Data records
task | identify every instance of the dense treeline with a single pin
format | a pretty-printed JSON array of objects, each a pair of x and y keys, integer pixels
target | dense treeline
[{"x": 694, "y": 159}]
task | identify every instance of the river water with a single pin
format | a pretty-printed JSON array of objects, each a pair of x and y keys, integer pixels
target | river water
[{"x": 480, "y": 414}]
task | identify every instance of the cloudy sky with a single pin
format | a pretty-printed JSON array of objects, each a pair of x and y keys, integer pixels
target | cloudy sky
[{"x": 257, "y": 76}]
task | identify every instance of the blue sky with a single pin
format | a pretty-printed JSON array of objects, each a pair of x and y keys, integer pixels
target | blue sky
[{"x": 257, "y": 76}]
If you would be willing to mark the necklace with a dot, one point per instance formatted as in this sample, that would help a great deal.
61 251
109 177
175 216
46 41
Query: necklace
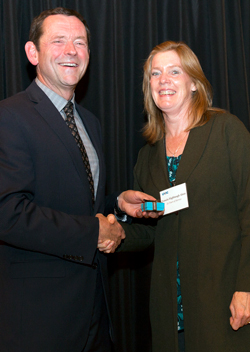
173 154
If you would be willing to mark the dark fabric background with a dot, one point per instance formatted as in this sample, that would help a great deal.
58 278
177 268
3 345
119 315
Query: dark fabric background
123 34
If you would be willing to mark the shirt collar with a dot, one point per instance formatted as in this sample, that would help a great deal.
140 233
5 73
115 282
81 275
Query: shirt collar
55 98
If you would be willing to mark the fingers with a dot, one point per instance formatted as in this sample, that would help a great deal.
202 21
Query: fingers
109 229
240 310
111 218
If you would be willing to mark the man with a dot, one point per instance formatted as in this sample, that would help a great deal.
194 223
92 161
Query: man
52 277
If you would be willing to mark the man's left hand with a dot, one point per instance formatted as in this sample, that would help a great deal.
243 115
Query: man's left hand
240 310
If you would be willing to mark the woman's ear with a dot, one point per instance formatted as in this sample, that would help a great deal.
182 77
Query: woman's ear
193 87
31 52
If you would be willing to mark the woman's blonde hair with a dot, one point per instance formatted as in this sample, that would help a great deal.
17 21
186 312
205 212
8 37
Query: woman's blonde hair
201 103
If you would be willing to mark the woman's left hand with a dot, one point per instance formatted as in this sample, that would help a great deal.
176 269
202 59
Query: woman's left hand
240 310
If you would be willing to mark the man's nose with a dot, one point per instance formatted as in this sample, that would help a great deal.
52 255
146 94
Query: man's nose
70 48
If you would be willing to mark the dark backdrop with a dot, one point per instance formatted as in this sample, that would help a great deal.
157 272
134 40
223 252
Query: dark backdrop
123 34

▸ **EXERCISE INSTRUCTIONS**
Each record above, in full: return it exactly, pictures excluded.

▸ **OUTPUT BELOW**
task | identify every instance of the dense treeline with a single pin
format | a pretty-printed JSON array of objects, each a pair of x and y keys, integer pixels
target | dense treeline
[{"x": 694, "y": 159}]
task | identify every instance of the river water with a single pin
format | a pretty-printed JSON array of objects, each a pair of x and y keys, integer pixels
target | river water
[{"x": 480, "y": 414}]
task | identify every instance of the cloudy sky with a single pin
format | a pretty-printed JSON array of objects, each a pair of x and y keys, integer pixels
target | cloudy sky
[{"x": 257, "y": 76}]
task | identify every instance of the blue sky with a single pin
format | a pretty-printed JSON array of objects, each a pair of x and y keys, integer pixels
target | blue sky
[{"x": 257, "y": 76}]
If you would be willing to mark the necklace with a dot, one point per instance formatted as in this sample, that would help a great deal.
61 251
109 177
175 216
46 41
Query: necklace
173 154
If you would be willing to mark the dark fabric background with a dot, one point per instance formatted as in this sample, that would help a great deal.
58 278
177 268
3 345
119 315
Query: dark fabric background
123 34
If you would be willing to mark the shirt collar with a dot, one point per instance formatted as in this sample, that would help a great deal.
140 233
5 73
115 282
81 275
Query: shirt collar
55 98
If you would be willing to mark the fingers with a dot, one point per instance formatted as in this sample, that would help a great deal.
202 21
Query: fingers
109 229
240 310
111 218
If you would be willing to mark the man with a dot, one point per instance formatted as in this sample, that would help a great deal.
194 223
92 161
Query: man
52 277
If you would be willing to mark the man's left hand with a dot, one point per instance formatted as in this sample, that would help a great deal.
243 115
Query: man's left hand
240 310
If you would be willing to mark the woman's ear with a dot, one point per instance formatted as in this sample, that would help a great deal.
182 77
Query: woman's ear
193 87
31 52
If you would be willing to mark the woman's blonde hair with a dot, one point per instance formatted as in this sample, that would help a great deal.
17 21
186 312
205 212
8 37
Query: woman's blonde hair
201 103
If you would be willing to mark the woman's left hand with a dot, one point per instance formatted as in this sample, that would help a great deal.
176 269
202 59
Query: woman's left hand
240 310
If you would be willing to mark the man's nose with a dot, one point per instance formatted as in this sample, that would help a great deal.
52 255
146 94
Query: man's nose
70 48
If you would be willing to mark the dark backdrop with a dot, one point per instance formatted as in this sample, that would help a great deal.
157 272
134 40
223 252
Query: dark backdrop
123 34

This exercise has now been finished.